__Source text__:
6000 people in attendance. Four titles at stake. One huge UK debut for New Japan Pro Wrestling. Saturday afternoon saw legions of wrestling fans descend upon the Copper Box in Stratford, East London, the heartland of West Ham football club and former home of the 2012 Olympic Games. And though NJPW faced stiff competition in the form of concomitant NXT UK TakeOver: Cardiff (as well as AEW’s All Out), there could be no doubt that the crowd was fully invested in New Japan’s best and brightest. Your intrepid reporter was in attendance as belts changed hands, duelling chants duked it out, and a new challenger appeared…
Roppongi 3K (SHO, YOH, and Rocky Romero) def. Ryusuke Taguchi, Shota ‘Shooter’ Umino and Ren Narita // SHO hit Narita with the Powerbreaker
The event started half an hour earlier than the ticket indicated, which meant I missed this pre-show bout, which furthermore meant I missed my Very Favourite Bois, Roppongi 3K. Sources indicate that this was a short and breezy affair, with at least one arena-wide ‘Funky Weapon’ chant.

__Record list__:
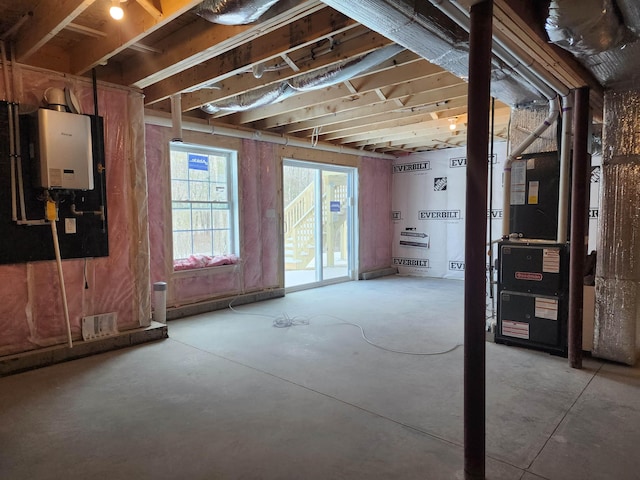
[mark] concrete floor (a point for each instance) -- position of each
(228, 396)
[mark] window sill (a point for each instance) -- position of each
(205, 271)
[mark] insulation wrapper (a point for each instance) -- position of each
(526, 120)
(618, 270)
(234, 12)
(605, 43)
(584, 28)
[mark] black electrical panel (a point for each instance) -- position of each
(534, 196)
(533, 295)
(82, 231)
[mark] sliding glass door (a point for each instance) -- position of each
(319, 206)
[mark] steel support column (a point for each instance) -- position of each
(579, 215)
(480, 39)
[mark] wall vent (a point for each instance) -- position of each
(95, 327)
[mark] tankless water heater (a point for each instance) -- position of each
(64, 150)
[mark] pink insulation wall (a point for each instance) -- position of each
(31, 311)
(258, 172)
(260, 267)
(376, 229)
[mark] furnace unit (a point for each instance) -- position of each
(533, 295)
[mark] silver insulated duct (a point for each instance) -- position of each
(585, 28)
(346, 70)
(305, 82)
(602, 34)
(424, 29)
(234, 12)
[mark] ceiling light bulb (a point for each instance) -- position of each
(116, 11)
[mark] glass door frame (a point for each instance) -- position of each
(351, 222)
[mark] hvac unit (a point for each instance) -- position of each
(533, 295)
(64, 150)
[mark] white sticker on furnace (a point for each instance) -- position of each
(518, 182)
(546, 308)
(551, 260)
(515, 329)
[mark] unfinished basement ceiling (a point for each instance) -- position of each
(399, 104)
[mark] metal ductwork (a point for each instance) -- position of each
(333, 75)
(602, 34)
(422, 28)
(305, 82)
(234, 12)
(254, 99)
(585, 28)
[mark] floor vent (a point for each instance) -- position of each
(99, 326)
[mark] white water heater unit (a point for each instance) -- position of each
(64, 150)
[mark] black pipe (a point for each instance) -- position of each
(480, 38)
(100, 148)
(491, 153)
(579, 216)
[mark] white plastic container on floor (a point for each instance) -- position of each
(160, 302)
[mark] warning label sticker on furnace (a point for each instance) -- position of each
(546, 308)
(551, 260)
(533, 193)
(536, 277)
(518, 182)
(515, 329)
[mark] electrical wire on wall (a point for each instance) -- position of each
(286, 321)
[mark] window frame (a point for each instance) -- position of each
(232, 185)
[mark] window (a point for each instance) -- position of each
(203, 202)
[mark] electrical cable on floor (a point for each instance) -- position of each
(286, 321)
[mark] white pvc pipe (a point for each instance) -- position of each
(161, 119)
(565, 156)
(176, 117)
(65, 306)
(160, 302)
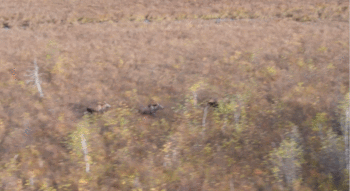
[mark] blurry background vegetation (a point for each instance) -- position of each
(279, 69)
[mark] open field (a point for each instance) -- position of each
(279, 70)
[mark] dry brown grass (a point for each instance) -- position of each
(286, 69)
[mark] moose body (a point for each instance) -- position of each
(151, 109)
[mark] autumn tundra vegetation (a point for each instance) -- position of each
(235, 95)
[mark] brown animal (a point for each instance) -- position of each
(151, 109)
(213, 102)
(99, 109)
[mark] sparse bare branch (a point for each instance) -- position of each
(83, 143)
(35, 78)
(205, 115)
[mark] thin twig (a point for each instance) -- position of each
(83, 143)
(35, 78)
(205, 115)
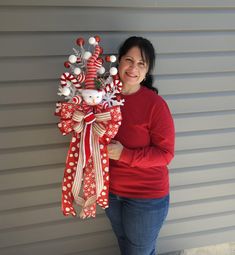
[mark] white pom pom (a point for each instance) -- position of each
(113, 59)
(72, 59)
(113, 70)
(101, 70)
(77, 70)
(65, 91)
(77, 99)
(92, 40)
(87, 55)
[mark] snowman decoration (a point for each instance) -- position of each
(83, 84)
(91, 112)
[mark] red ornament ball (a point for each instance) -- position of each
(97, 38)
(107, 58)
(67, 64)
(80, 41)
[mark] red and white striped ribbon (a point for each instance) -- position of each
(67, 78)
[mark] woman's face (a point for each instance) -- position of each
(132, 67)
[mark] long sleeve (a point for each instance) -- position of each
(162, 138)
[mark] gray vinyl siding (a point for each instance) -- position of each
(195, 73)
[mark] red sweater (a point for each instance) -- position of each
(147, 134)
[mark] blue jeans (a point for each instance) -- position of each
(137, 223)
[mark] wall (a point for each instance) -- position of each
(195, 73)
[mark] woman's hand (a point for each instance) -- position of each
(115, 149)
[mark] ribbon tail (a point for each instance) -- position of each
(97, 165)
(77, 183)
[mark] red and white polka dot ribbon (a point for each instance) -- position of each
(67, 78)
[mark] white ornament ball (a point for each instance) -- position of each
(87, 55)
(113, 70)
(65, 91)
(77, 70)
(92, 40)
(72, 59)
(101, 70)
(113, 59)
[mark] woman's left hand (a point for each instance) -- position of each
(115, 149)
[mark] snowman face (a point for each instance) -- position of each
(91, 96)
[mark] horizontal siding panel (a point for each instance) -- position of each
(197, 192)
(195, 84)
(31, 136)
(218, 236)
(78, 19)
(189, 226)
(49, 135)
(46, 91)
(31, 178)
(23, 115)
(31, 216)
(51, 67)
(123, 3)
(39, 91)
(200, 208)
(202, 175)
(47, 232)
(30, 44)
(32, 157)
(206, 121)
(30, 197)
(203, 157)
(51, 194)
(66, 245)
(52, 213)
(209, 139)
(54, 155)
(38, 114)
(201, 103)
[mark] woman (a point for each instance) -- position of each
(140, 153)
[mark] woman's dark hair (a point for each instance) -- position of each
(147, 53)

__Requests__:
1 – Translate this sentence from the wrestling report into Spanish: "Sources indicate that this was a short and breezy affair, with at least one arena-wide ‘Funky Weapon’ chant."
2 – Decide whether each statement agrees with the wrestling report, giving yes or no and quoting the words that settle it. (a) The event was held at the Copper Box in Stratford. (b) The reporter watched the Roppongi 3K pre-show bout. (c) Four titles were at stake.
Nothing in the data is needed here.

__Answers for this exercise__:
1 – Las fuentes indican que fue un combate breve y ligero, con al menos un cántico de ‘Funky Weapon’ que recorrió todo el recinto.

2 –
(a) Yes: "descend upon the Copper Box in Stratford, East London"
(b) No: "which meant I missed this pre-show bout"
(c) Yes: "Four titles at stake."